[INFORMATION SHOWN]:

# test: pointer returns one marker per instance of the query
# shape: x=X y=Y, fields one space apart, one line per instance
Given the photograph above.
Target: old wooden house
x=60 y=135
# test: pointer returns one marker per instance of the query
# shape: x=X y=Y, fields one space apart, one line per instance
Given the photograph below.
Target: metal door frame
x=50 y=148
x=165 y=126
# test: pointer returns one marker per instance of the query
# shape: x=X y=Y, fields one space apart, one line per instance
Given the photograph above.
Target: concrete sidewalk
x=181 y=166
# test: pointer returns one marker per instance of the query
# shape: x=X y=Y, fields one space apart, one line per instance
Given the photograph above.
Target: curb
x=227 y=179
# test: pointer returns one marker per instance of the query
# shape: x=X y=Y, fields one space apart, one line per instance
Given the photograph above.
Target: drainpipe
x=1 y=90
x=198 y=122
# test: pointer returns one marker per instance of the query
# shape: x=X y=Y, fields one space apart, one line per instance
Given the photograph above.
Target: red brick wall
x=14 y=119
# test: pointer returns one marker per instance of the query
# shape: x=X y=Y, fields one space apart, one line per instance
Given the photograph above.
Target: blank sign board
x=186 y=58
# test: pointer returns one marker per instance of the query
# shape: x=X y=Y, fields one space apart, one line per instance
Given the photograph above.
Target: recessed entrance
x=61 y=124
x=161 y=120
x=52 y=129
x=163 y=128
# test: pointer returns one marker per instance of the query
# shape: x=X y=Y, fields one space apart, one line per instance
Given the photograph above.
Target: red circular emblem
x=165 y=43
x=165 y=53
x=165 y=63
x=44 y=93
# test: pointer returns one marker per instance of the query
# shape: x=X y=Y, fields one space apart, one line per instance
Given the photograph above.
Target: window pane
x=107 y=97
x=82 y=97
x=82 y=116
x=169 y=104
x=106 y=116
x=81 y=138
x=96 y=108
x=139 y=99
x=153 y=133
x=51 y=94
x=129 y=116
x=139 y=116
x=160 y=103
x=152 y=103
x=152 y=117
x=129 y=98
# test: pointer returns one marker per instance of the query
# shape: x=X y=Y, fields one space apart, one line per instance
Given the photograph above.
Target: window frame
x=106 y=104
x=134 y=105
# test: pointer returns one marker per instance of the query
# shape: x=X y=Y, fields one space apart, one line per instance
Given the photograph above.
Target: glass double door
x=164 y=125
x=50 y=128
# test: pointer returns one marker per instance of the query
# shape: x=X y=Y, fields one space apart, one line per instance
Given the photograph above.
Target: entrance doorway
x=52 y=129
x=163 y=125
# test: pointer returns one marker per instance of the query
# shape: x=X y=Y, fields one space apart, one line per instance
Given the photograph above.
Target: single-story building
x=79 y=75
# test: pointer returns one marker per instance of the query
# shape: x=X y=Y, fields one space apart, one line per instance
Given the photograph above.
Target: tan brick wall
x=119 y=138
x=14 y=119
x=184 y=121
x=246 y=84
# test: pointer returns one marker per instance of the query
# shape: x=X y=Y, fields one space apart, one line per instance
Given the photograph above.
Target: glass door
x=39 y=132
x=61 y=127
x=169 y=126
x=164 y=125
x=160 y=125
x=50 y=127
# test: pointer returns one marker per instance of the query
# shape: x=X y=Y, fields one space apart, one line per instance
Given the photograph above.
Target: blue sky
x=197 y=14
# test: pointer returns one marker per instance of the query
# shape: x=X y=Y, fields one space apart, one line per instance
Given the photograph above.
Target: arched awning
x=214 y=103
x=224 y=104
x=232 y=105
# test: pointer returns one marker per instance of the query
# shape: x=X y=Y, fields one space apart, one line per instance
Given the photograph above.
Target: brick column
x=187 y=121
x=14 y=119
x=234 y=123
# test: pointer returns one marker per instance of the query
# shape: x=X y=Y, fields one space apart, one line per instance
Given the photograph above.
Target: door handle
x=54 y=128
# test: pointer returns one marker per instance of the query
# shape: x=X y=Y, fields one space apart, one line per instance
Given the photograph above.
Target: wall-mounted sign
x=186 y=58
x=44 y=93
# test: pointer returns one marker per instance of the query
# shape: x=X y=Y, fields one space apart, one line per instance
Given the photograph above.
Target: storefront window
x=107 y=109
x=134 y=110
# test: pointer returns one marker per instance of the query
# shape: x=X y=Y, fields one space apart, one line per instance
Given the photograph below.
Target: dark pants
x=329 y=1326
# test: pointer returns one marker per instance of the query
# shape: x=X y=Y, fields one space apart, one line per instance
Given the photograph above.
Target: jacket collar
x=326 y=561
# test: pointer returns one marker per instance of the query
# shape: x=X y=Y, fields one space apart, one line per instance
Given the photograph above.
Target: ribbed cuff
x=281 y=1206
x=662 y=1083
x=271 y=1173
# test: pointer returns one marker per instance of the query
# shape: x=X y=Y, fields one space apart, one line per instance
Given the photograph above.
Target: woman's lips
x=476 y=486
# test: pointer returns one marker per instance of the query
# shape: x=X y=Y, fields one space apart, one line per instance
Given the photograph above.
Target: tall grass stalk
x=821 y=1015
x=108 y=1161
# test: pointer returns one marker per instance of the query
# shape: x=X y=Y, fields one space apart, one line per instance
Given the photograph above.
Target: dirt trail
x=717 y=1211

[PROBLEM DETAILS]: Your task is to output all of the data above word for word.

[TASK RESULT]:
# test: pointer returns one marker per instance of the query
# shape: x=X y=Y, fields one space apart, one line per instance
Given the photograph above.
Target: old wooden house
x=60 y=135
# test: pointer returns one marker per instance of the query
# shape: x=X y=Y, fields one space apart, one line per instance
Given the photograph below.
Target: metal door frame
x=50 y=148
x=165 y=126
# test: pointer returns one marker per instance of the query
# shape: x=X y=Y, fields one space apart, one line per instance
Given the photograph above.
Target: concrete sidewalk
x=181 y=166
# test: pointer returns one marker per instance of the query
# shape: x=X y=Y, fields one space apart, one line per instance
Given the photograph above.
Target: curb
x=227 y=179
# test: pointer returns one marker per instance of the query
# shape: x=X y=Y, fields one space apart, one line per instance
Given the photograph above.
Target: drainpipe
x=1 y=90
x=198 y=122
# test: pointer returns one marker per instance of the query
# shape: x=X y=Y, fields one space apart, one line per instance
Given the photograph above.
Target: red brick wall
x=14 y=119
# test: pointer returns one marker per instance of the query
# shape: x=X y=Y, fields one space apart, one line per instance
Given the photograph above.
Target: blank sign board
x=186 y=58
# test: pointer returns one marker per instance of the query
# shape: x=X y=Y, fields one space apart, one line per instance
Given the photograph above.
Target: recessed entrance
x=61 y=124
x=161 y=120
x=52 y=129
x=163 y=128
# test: pointer returns one marker per instance of the query
# shape: x=X y=Y, fields one space apart, one line per instance
Given the photograph above.
Target: red circular emblem
x=165 y=43
x=165 y=53
x=165 y=63
x=44 y=93
# test: pointer returns one marker per instance of the query
# shape: x=X y=Y, fields one space apart, one line per instance
Given the photograph above.
Target: window pane
x=107 y=97
x=82 y=97
x=82 y=116
x=169 y=104
x=106 y=116
x=81 y=138
x=96 y=108
x=139 y=99
x=153 y=133
x=51 y=94
x=129 y=116
x=139 y=116
x=160 y=103
x=152 y=103
x=152 y=117
x=129 y=98
# test: pointer returns one marker per instance of the query
# shape: x=X y=Y, fields one space apart, one line per instance
Given the photograph above.
Target: window frame
x=106 y=104
x=134 y=105
# test: pointer returns one marker per instance of the query
# shape: x=X y=Y, fields one space apart, one line per instance
Given the photograph above.
Target: glass double door
x=164 y=125
x=50 y=128
# test: pointer returns one marker per instance of the query
# shape: x=X y=Y, fields one space apart, one line per instance
Given the photograph above.
Target: entrance doorway
x=52 y=129
x=163 y=125
# test: pointer returns one marker per instance of the query
# shape: x=X y=Y, fields one space apart, one line per instance
Given the photograph above.
Target: single-story building
x=79 y=75
# test: pointer returns one marker per instance of the query
# shape: x=X y=Y, fields one space apart, one line per instance
Given the photograph above.
Target: tan brick wall
x=119 y=138
x=14 y=119
x=184 y=121
x=246 y=84
# test: pointer returns one marker per instance of the query
# shape: x=X y=Y, fields one space apart, one line per instance
Given the photograph above.
Target: glass door
x=39 y=132
x=61 y=127
x=169 y=126
x=164 y=125
x=160 y=125
x=50 y=127
# test: pointer returns one marker per instance of the query
# shape: x=X y=Y, fields one space apart, one line per instance
Given the photograph above.
Target: blue sky
x=197 y=14
# test: pointer returns one marker per instance of the query
# shape: x=X y=Y, fields one space apart, one line per instance
Given the photograph above.
Target: arched awning
x=214 y=103
x=224 y=104
x=232 y=105
# test: pointer returns one marker per instance of the query
# shape: x=X y=Y, fields one space apart, one line per instance
Given the photograph above.
Target: brick column
x=187 y=121
x=14 y=119
x=234 y=123
# test: pointer returns one marker per instance of the query
# shape: x=X y=Y, fields one space apart, one line per instance
Given the photograph above.
Target: door handle
x=54 y=128
# test: pointer returns one marker per instance of the query
# shape: x=X y=Y, fields one space apart, one line per instance
Given the photograph above.
Target: wall-mounted sign
x=186 y=58
x=44 y=93
# test: pointer returns one marker per instance of the query
# shape: x=X y=Y, fields one space apart, one line per instance
Given the photograph above.
Target: storefront window
x=107 y=109
x=134 y=110
# test: pointer returns one marker per instance of the query
# shape: x=X y=Y, fields one space apart, one line per instance
Given the photograph below.
Target: dark pants
x=329 y=1326
# test: pointer returns one marker per instance of the query
# shape: x=X y=Y, fields one space apart, one line per instance
Given the photograph above.
Target: jacket collar
x=326 y=561
# test: pointer returns one marker per instance of the query
# shape: x=X y=Y, fields one space apart, one line per instance
Given the photograph above.
Target: ribbed cuff
x=281 y=1206
x=662 y=1083
x=271 y=1173
# test: pointer returns one marker per instance of the query
# shape: x=X y=Y, fields one space apart, one line per instance
Given the photograph above.
Target: woman's lips
x=476 y=486
# test: pointer returns one marker per instance of the query
# shape: x=X y=Y, fields one space apart, one line per instance
Given the photograph above.
Target: tall grass stalk
x=821 y=1015
x=108 y=1161
# test: pointer returns one marker per instance of the query
# shape: x=X y=Y, fields one space apart, one line per instance
Given the photograph above.
Target: dirt trail
x=717 y=1211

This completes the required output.